Can you set down every one of the entries below word for word, with each line unchanged?

> _Record excerpts_:

*-*-*

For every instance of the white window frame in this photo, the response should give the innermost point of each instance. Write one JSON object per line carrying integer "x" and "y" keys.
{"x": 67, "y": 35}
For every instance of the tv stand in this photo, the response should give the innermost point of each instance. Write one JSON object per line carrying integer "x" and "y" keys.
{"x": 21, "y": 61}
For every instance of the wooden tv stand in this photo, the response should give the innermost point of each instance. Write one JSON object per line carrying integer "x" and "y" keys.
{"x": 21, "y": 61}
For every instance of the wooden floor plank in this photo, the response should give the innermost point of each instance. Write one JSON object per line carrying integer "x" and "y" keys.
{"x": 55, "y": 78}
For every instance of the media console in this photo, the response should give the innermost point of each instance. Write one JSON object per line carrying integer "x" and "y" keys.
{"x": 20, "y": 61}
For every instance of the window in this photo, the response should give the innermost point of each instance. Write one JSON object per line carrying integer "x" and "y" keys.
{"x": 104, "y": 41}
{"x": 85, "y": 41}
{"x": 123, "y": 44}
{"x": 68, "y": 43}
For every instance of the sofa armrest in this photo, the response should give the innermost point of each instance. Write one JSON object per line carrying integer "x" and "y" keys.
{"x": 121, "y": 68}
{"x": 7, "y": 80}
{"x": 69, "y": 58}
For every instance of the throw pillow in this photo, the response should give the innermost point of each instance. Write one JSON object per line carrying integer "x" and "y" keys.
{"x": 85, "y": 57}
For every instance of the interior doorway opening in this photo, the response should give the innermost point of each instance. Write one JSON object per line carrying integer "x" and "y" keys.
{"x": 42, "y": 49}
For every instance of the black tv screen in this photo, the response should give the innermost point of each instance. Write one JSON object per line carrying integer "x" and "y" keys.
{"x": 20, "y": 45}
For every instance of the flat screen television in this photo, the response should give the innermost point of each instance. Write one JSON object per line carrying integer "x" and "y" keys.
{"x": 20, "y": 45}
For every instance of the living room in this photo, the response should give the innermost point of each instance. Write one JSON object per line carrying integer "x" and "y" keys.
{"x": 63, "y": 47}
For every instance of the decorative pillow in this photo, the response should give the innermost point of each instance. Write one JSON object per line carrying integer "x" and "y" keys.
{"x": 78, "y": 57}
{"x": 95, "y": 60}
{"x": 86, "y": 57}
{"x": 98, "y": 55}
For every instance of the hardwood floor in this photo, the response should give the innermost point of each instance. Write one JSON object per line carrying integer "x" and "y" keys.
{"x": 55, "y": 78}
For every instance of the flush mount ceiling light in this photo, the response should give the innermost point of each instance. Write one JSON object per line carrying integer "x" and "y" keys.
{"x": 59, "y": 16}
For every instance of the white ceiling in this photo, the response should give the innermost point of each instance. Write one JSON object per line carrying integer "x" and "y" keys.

*-*-*

> _Result of this task_:
For every instance of the white window frame in this photo, the response should give the innermost point of each instance. Write one JSON object per line carrying integer "x" and "y" keys.
{"x": 67, "y": 35}
For every instance of the tv stand in this photo, the response should give the innermost point of each instance. Write one JSON object per line carrying integer "x" and "y" keys.
{"x": 21, "y": 61}
For every instance of the wooden tv stand in this photo, the response should give the innermost point of each instance. Write one JSON object per line carrying integer "x" and "y" keys.
{"x": 21, "y": 61}
For every instance of the wooden floor plank in this photo, the response should give the innermost point of each instance. Write one JSON object per line carrying integer "x" and "y" keys.
{"x": 55, "y": 78}
For every instance of the media console in this photo, the response should give the innermost point of each instance. Write one JSON object per line carrying integer "x" and "y" keys.
{"x": 20, "y": 61}
For every instance of the window in this photo, the response should give the innermost point of each instance. Write one JSON object per line carrying integer "x" and "y" keys.
{"x": 104, "y": 41}
{"x": 85, "y": 41}
{"x": 123, "y": 44}
{"x": 68, "y": 43}
For every instance of the sofa armrest in this photo, the response should give the innermost point of each instance. Write one JSON object per line carrying integer "x" and "y" keys.
{"x": 121, "y": 68}
{"x": 7, "y": 80}
{"x": 69, "y": 58}
For every instance of the throw pillow in this photo, the response should give the innermost point of each instance. Write one JSON object per line carrying integer "x" and "y" keys.
{"x": 85, "y": 57}
For every instance of the interior doorway opening in this photo, the response should give the innermost point of each instance. Write one JSON object per line carrying integer "x" and "y" keys.
{"x": 42, "y": 49}
For every instance of the black tv screen in this photo, the response should give the innermost point of each instance. Write one JSON object per line carrying integer "x" and "y" keys.
{"x": 20, "y": 45}
For every instance of the flat screen television in this photo, the response should give the innermost point of each instance. Write one JSON object per line carrying integer "x" and "y" keys.
{"x": 20, "y": 45}
For every instance of the living room in this photo, the response should give the innermost point of each instance. Write one JSON object per line carrying integer "x" and "y" keys.
{"x": 63, "y": 47}
For every instance of the decorative pillow in this photo, the response should give the innermost point of each instance. Write one JSON object per line carrying integer "x" and "y" keys.
{"x": 78, "y": 57}
{"x": 95, "y": 60}
{"x": 86, "y": 57}
{"x": 98, "y": 55}
For every instance of the hardwood floor in this photo, the response should give the innermost point of each instance. Write one JSON object per line carrying integer "x" and "y" keys.
{"x": 55, "y": 78}
For every instance of the flush mount ceiling light in this photo, the response should give the innermost point of each instance. Write one JSON object per line carrying integer "x" and "y" keys.
{"x": 59, "y": 16}
For every instance of the white ceiling in this photo, the response should give the innermost point of each instance. Write one JSON object per line carrying integer "x" and "y" keys.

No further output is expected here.